▶ [Tasks to complete]
1. Translate into Spanish this sentence from the passage below about the International Ultraviolet Explorer: "The proposed telescope was renamed the International Ultraviolet Explorer."
2. Continue the passage below about the International Ultraviolet Explorer, picking up after its final sentence.

▶ [Extracted text]
^^^^
The orbiting ultraviolet satellite which ultimately became the IUE mission was first proposed in 1964 by British astronomer Robert Wilson. The European Space Research Organisation (ESRO) was planning a Large Astronomical Satellite (LAS), and had sought proposals from the astronomical community for its aims and design. Wilson headed a British team which proposed an ultraviolet spectrograph, and their design was recommended for acceptance in 1966.

However, management problems and cost overruns led to the cancellation of the LAS program in 1968. Wilson's team scaled down their plans and submitted a more modest proposal to ESRO, but this was not selected as the Cosmic Ray satellite was given precedence. Rather than give up on the idea of an orbiting UV telescope, they instead sent their plans to NASA astronomer Leo Goldberg, and in 1973 the plans were approved. The proposed telescope was renamed the International Ultraviolet Explorer.

=== Design and aims ===
The telescope was designed from the start to be operated in real-time, rather than by remote control. This required that it would be launched into a geosynchronous orbit – that is, one with a period equal to one sidereal day of 23 h 56 m. A satellite in such an orbit remains visible from a given point on the Earth's surface for many hours at a time, and can thus transmit to a single ground station for a long period of time. Most space observatories in Earth orbit, such as the Hubble Space Telescope, are in a low Earth orbit in which they spend most of their time operating autonomously because only a small fraction of the Earth's surface can see them at a given time. Hubble, for example, orbits the Earth at an altitude of approximately 600 km, while a geosynchronous orbit has an average altitude of 36000 km.
^^^^
▶ [Data provided]
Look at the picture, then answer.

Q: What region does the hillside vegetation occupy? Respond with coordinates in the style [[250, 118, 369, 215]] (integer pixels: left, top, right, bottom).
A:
^^^^
▶ [Activity answers]
1. El telescopio propuesto pasó a llamarse International Ultraviolet Explorer.

2.
As well as allowing continuous communications with ground stations, a geosynchronous orbit also allows a larger portion of the sky to be viewed continuously. Because the distance from Earth is greater, the Earth occupies a much smaller portion of the sky as seen from the satellite than it does from low Earth orbit.

A launch into a geosynchronous orbit requires much more energy for a given weight of payload than a launch into a low Earth orbit. This meant that the telescope had to be relatively small, with a 45 cm primary mirror, and a total weight of 312 kg. Hubble, in comparison, weighs 11.1 tonnes and has a 2.4 m mirror. The largest ground-based telescope, the Gran Telescopio Canarias, has a primary mirror 10.4 m across. A smaller mirror means less light-gathering power, and less spatial resolution, compared to a larger mirror.

The stated aims of the telescope at the start of the mission were:

- To obtain high-resolution spectra of stars of all spectral types to determine their physical characteristics;
- To study gas streams in and around binary star system;
- To observe faint stars, galaxies and quasars at low resolution, interpreting these spectra by reference to high-resolution spectra;
- To observe the spectra of planets and comets;
- To make repeated observations of objects with variable spectrum;
- To study the modification of starlight caused by interstellar dust and gas.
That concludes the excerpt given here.